(Data entries):
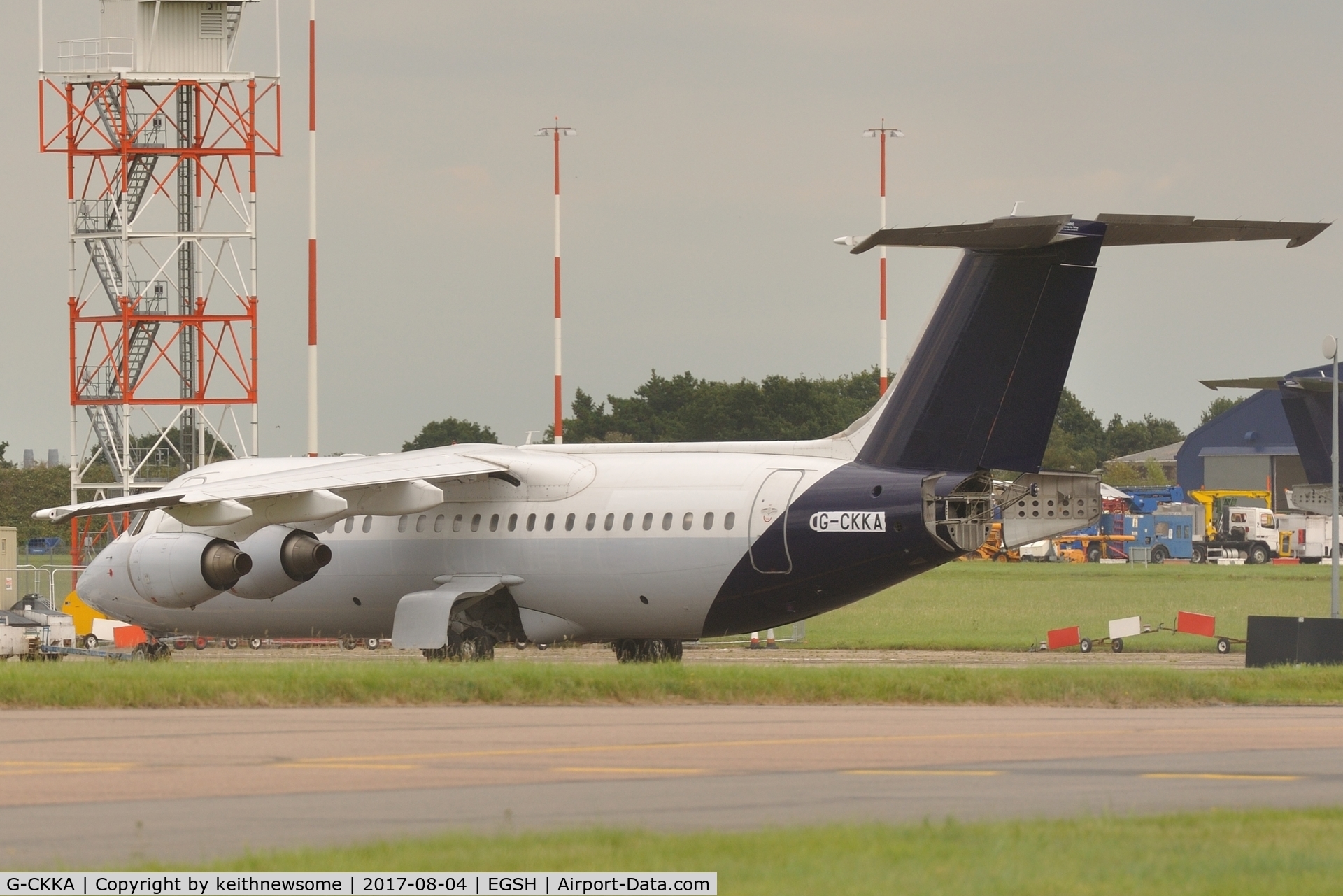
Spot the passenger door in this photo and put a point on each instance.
(769, 525)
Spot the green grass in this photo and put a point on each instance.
(325, 684)
(1214, 852)
(1000, 606)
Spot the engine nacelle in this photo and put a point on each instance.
(283, 559)
(185, 569)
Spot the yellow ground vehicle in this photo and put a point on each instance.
(1216, 500)
(1237, 524)
(993, 548)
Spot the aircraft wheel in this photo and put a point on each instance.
(652, 650)
(626, 650)
(483, 648)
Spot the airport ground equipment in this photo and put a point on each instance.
(160, 138)
(1087, 547)
(1166, 535)
(1237, 525)
(45, 546)
(1204, 625)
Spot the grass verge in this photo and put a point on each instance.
(297, 684)
(1213, 852)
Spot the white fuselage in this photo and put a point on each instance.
(618, 543)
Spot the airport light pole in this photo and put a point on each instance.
(559, 404)
(1331, 351)
(883, 132)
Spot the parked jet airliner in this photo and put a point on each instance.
(453, 550)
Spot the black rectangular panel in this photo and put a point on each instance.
(1271, 641)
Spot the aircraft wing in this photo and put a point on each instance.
(1007, 234)
(383, 485)
(1245, 382)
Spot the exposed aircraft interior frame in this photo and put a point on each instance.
(454, 550)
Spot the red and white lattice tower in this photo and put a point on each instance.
(162, 138)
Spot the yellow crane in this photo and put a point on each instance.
(1214, 500)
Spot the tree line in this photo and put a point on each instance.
(689, 408)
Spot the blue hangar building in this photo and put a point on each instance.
(1256, 443)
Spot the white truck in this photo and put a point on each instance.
(1309, 536)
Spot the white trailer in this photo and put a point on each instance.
(1311, 539)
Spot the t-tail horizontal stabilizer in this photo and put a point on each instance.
(982, 386)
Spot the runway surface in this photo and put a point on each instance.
(713, 653)
(105, 788)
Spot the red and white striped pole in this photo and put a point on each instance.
(559, 392)
(881, 132)
(312, 227)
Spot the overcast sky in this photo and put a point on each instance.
(718, 155)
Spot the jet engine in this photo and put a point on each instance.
(185, 569)
(283, 559)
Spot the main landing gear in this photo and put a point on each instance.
(648, 650)
(469, 646)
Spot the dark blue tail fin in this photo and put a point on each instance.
(982, 387)
(1306, 402)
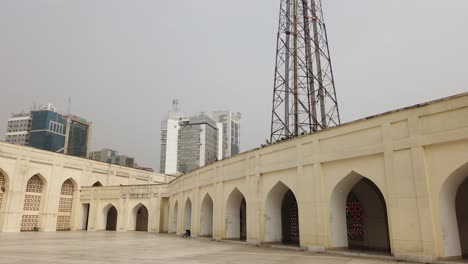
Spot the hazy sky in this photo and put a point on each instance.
(122, 62)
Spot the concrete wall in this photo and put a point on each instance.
(416, 157)
(18, 164)
(408, 154)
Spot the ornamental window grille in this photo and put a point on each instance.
(32, 204)
(2, 188)
(354, 218)
(65, 206)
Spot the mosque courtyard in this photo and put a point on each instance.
(142, 247)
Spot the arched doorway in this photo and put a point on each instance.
(175, 213)
(141, 223)
(359, 215)
(206, 220)
(236, 216)
(32, 204)
(188, 215)
(65, 206)
(461, 202)
(97, 184)
(111, 219)
(3, 188)
(281, 216)
(453, 213)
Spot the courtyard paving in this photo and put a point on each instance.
(141, 247)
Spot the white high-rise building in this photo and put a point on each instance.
(230, 132)
(169, 142)
(19, 128)
(190, 142)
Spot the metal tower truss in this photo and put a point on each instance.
(304, 97)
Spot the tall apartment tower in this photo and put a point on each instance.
(229, 133)
(18, 129)
(197, 143)
(78, 136)
(191, 142)
(48, 129)
(45, 128)
(169, 142)
(112, 156)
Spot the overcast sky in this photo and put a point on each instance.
(122, 62)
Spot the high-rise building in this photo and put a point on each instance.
(78, 136)
(197, 143)
(191, 142)
(230, 132)
(169, 142)
(48, 129)
(18, 129)
(45, 128)
(112, 156)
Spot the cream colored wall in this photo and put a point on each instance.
(408, 154)
(417, 157)
(18, 164)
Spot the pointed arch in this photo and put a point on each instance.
(453, 216)
(188, 214)
(236, 216)
(358, 215)
(139, 218)
(281, 218)
(35, 189)
(4, 185)
(97, 184)
(206, 219)
(65, 205)
(175, 213)
(109, 216)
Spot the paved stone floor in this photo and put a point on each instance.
(141, 247)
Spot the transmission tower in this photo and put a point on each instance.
(304, 97)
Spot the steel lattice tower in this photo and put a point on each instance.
(304, 97)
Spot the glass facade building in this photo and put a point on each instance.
(77, 136)
(48, 130)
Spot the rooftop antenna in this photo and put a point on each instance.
(175, 105)
(304, 97)
(69, 105)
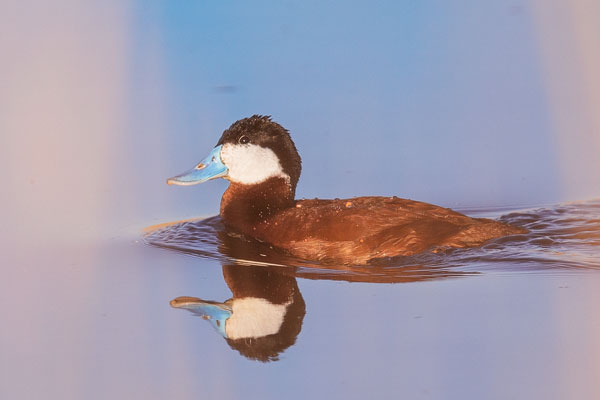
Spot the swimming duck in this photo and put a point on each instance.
(259, 159)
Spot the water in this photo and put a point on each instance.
(457, 105)
(514, 318)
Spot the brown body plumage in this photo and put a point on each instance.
(353, 230)
(259, 158)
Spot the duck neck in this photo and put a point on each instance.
(243, 207)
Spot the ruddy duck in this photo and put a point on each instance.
(261, 162)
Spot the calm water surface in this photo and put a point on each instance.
(516, 318)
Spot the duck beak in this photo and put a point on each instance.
(210, 168)
(216, 313)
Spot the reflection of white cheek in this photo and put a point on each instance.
(250, 164)
(253, 317)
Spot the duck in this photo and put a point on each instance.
(259, 159)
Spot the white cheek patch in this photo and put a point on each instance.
(250, 163)
(254, 317)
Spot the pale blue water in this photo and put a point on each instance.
(440, 102)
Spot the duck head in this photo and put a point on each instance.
(251, 151)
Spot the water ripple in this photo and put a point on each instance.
(561, 238)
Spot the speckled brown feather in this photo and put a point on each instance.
(351, 231)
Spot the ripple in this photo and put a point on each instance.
(564, 238)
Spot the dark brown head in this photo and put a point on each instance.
(256, 149)
(252, 151)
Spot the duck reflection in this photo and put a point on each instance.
(264, 316)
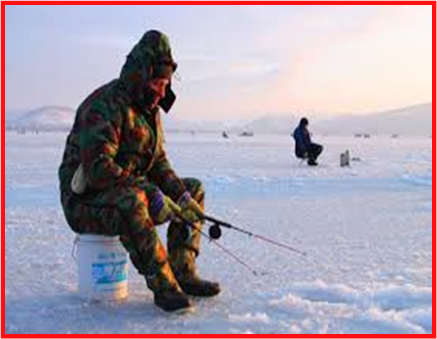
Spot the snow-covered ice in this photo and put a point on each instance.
(367, 230)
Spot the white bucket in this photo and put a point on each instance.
(103, 268)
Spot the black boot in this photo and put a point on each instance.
(168, 293)
(183, 262)
(312, 163)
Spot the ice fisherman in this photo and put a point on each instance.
(116, 179)
(304, 147)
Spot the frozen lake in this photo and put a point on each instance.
(367, 230)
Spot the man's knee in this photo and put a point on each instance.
(195, 187)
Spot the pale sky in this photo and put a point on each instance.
(235, 62)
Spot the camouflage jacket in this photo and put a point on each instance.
(116, 140)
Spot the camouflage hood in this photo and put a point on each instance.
(150, 58)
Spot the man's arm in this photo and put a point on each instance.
(99, 144)
(162, 173)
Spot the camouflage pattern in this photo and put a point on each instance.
(120, 144)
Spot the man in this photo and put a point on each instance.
(305, 148)
(115, 178)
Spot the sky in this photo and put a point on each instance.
(235, 62)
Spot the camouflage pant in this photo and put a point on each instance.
(124, 212)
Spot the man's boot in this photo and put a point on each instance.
(168, 294)
(184, 267)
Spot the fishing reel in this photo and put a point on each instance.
(215, 232)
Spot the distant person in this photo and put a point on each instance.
(305, 148)
(116, 179)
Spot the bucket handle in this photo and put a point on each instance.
(74, 248)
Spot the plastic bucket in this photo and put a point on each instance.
(102, 267)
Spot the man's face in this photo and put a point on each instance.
(157, 89)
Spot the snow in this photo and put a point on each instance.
(367, 231)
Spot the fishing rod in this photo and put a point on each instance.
(215, 233)
(218, 245)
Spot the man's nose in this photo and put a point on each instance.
(161, 92)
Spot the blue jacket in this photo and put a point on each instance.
(303, 141)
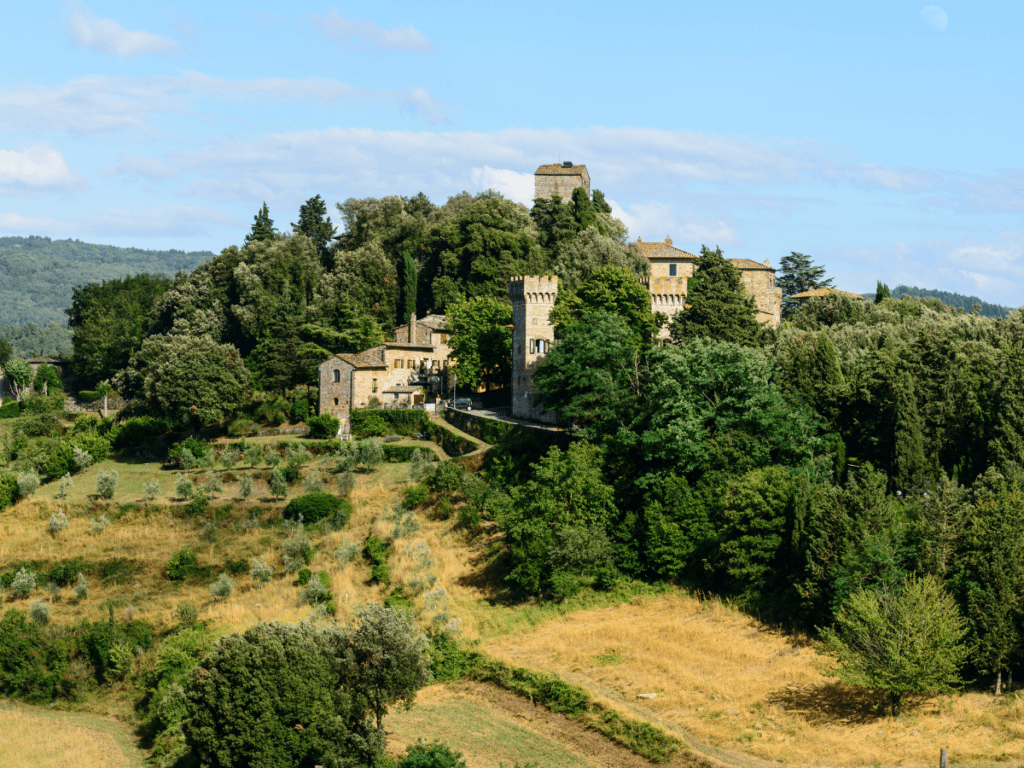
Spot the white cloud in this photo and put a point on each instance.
(37, 170)
(400, 38)
(103, 104)
(107, 36)
(176, 220)
(129, 165)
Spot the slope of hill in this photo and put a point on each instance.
(38, 274)
(961, 301)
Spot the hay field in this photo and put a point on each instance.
(734, 686)
(34, 738)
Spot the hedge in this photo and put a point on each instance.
(451, 662)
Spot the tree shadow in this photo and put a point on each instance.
(837, 704)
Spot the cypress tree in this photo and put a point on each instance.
(719, 306)
(262, 226)
(797, 274)
(910, 466)
(315, 224)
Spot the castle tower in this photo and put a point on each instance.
(560, 179)
(532, 300)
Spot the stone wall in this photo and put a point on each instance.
(532, 300)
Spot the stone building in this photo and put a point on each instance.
(532, 335)
(396, 374)
(560, 179)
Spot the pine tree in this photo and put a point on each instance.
(407, 299)
(315, 224)
(798, 274)
(262, 226)
(719, 306)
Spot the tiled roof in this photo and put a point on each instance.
(749, 264)
(361, 359)
(662, 250)
(557, 169)
(823, 292)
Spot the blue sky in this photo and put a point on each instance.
(882, 138)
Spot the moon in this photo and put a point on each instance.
(934, 17)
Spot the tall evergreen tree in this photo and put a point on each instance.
(315, 224)
(798, 274)
(719, 306)
(262, 226)
(407, 298)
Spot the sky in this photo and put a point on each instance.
(882, 138)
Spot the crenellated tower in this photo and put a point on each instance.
(532, 299)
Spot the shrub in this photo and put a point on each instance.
(183, 486)
(260, 572)
(323, 427)
(222, 587)
(434, 755)
(107, 483)
(278, 483)
(449, 476)
(57, 524)
(23, 584)
(315, 507)
(246, 485)
(81, 459)
(81, 588)
(28, 482)
(151, 489)
(39, 613)
(183, 564)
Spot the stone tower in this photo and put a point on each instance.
(532, 300)
(561, 179)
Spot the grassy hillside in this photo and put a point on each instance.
(37, 274)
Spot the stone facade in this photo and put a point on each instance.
(560, 179)
(396, 373)
(532, 335)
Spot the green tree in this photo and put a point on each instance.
(720, 307)
(796, 274)
(315, 224)
(280, 694)
(898, 640)
(193, 380)
(262, 226)
(481, 341)
(109, 322)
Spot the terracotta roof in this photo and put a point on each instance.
(361, 359)
(750, 264)
(664, 250)
(557, 169)
(823, 292)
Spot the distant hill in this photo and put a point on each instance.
(966, 303)
(37, 274)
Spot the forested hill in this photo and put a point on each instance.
(37, 274)
(966, 303)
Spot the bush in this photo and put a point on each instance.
(449, 476)
(323, 427)
(28, 482)
(222, 587)
(183, 564)
(315, 507)
(434, 755)
(107, 483)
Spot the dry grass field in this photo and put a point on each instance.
(732, 685)
(31, 737)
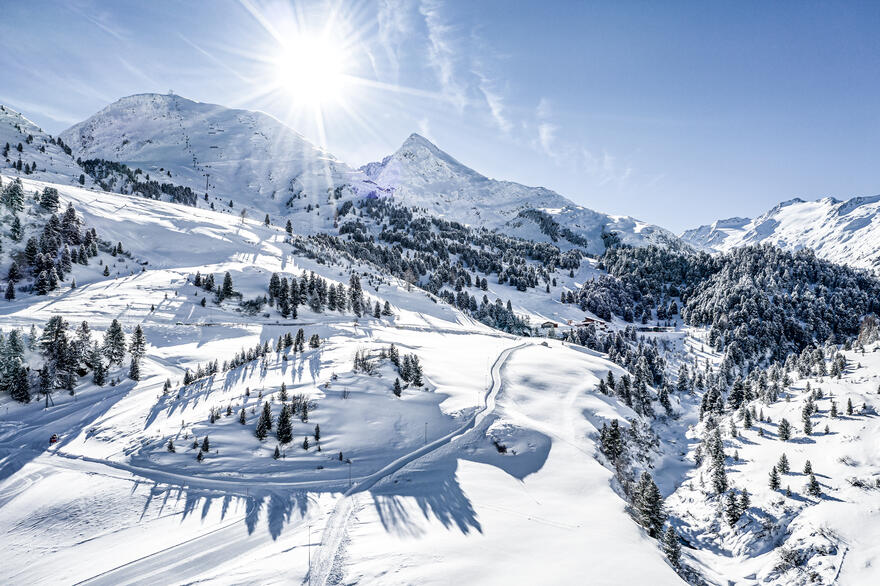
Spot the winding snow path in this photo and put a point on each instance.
(334, 529)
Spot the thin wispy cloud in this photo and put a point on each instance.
(603, 168)
(442, 53)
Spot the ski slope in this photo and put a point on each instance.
(109, 504)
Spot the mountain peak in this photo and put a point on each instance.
(415, 139)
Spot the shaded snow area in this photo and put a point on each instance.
(487, 472)
(264, 441)
(790, 535)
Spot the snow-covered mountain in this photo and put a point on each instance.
(248, 157)
(257, 161)
(842, 231)
(46, 159)
(419, 174)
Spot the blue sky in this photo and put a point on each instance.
(675, 113)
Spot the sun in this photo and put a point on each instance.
(312, 70)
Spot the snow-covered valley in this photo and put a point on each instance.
(412, 373)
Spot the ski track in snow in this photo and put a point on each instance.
(334, 532)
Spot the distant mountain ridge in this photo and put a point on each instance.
(419, 174)
(847, 231)
(254, 160)
(248, 157)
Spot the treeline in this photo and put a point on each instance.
(759, 302)
(67, 356)
(47, 258)
(119, 177)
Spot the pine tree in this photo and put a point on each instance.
(96, 361)
(672, 547)
(264, 424)
(137, 346)
(774, 479)
(813, 487)
(648, 505)
(355, 295)
(745, 501)
(783, 465)
(731, 509)
(611, 442)
(134, 370)
(784, 430)
(285, 427)
(226, 290)
(719, 479)
(114, 343)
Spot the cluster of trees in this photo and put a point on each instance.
(551, 227)
(67, 355)
(760, 303)
(46, 258)
(224, 291)
(434, 253)
(319, 294)
(283, 423)
(245, 356)
(617, 443)
(640, 356)
(118, 177)
(409, 368)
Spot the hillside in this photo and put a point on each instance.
(247, 157)
(841, 231)
(257, 162)
(45, 157)
(421, 175)
(436, 470)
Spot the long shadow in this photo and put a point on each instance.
(67, 420)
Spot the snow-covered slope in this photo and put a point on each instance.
(248, 157)
(842, 231)
(110, 504)
(38, 149)
(420, 174)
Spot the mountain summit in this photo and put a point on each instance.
(420, 174)
(841, 231)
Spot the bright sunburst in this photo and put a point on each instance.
(311, 69)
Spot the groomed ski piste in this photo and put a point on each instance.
(487, 473)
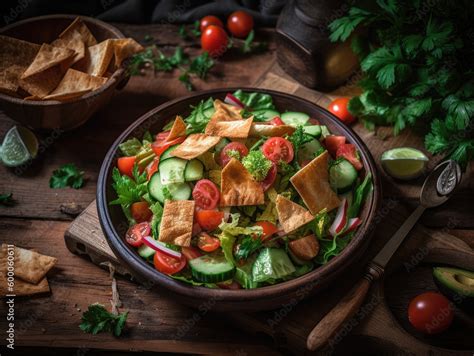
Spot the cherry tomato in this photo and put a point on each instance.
(190, 253)
(206, 194)
(430, 313)
(125, 165)
(278, 149)
(349, 152)
(240, 23)
(270, 178)
(268, 228)
(208, 243)
(210, 20)
(333, 142)
(209, 219)
(167, 264)
(339, 108)
(214, 40)
(141, 211)
(235, 146)
(136, 233)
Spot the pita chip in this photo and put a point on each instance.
(178, 129)
(177, 222)
(238, 187)
(291, 215)
(195, 145)
(312, 184)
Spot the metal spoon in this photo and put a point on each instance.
(436, 190)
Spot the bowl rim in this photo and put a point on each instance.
(140, 267)
(116, 76)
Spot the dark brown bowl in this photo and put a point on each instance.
(53, 114)
(114, 225)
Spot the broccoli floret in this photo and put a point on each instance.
(257, 165)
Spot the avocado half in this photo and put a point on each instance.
(457, 285)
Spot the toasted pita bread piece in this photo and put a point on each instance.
(177, 222)
(75, 84)
(291, 215)
(79, 26)
(178, 129)
(195, 145)
(259, 129)
(238, 187)
(312, 184)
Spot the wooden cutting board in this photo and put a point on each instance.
(382, 320)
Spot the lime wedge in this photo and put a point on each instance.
(19, 146)
(404, 162)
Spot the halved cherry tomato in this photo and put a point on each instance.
(136, 233)
(333, 142)
(339, 108)
(268, 228)
(167, 264)
(234, 146)
(278, 149)
(208, 243)
(206, 195)
(240, 23)
(210, 20)
(270, 178)
(209, 219)
(190, 253)
(125, 165)
(161, 146)
(141, 211)
(349, 152)
(214, 40)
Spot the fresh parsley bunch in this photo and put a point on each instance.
(417, 59)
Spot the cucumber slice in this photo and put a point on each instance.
(211, 269)
(313, 130)
(265, 114)
(294, 118)
(172, 170)
(160, 192)
(342, 175)
(194, 170)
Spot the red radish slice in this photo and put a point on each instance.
(341, 219)
(158, 246)
(232, 100)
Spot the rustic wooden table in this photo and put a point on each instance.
(37, 221)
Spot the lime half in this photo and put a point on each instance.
(404, 162)
(19, 146)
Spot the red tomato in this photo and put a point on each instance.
(141, 211)
(190, 253)
(125, 165)
(339, 108)
(270, 178)
(167, 264)
(268, 228)
(208, 243)
(349, 152)
(161, 146)
(333, 142)
(278, 149)
(209, 219)
(235, 146)
(206, 194)
(240, 23)
(430, 313)
(136, 233)
(214, 40)
(210, 20)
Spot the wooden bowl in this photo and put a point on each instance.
(114, 223)
(54, 114)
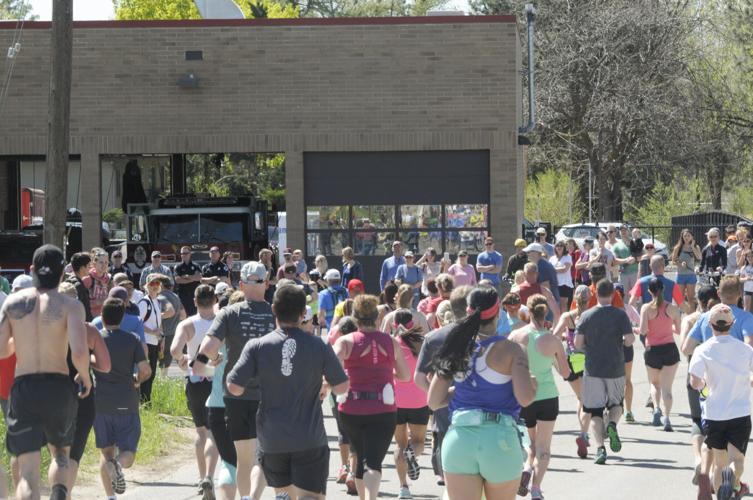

(Task):
Pull out every line above that contains the word "facade" and copy each one in full.

(Answer in full):
Spot the glass facade building in this photo and put a point on each instance.
Spot the stone facade in this photo and put a point on each instance.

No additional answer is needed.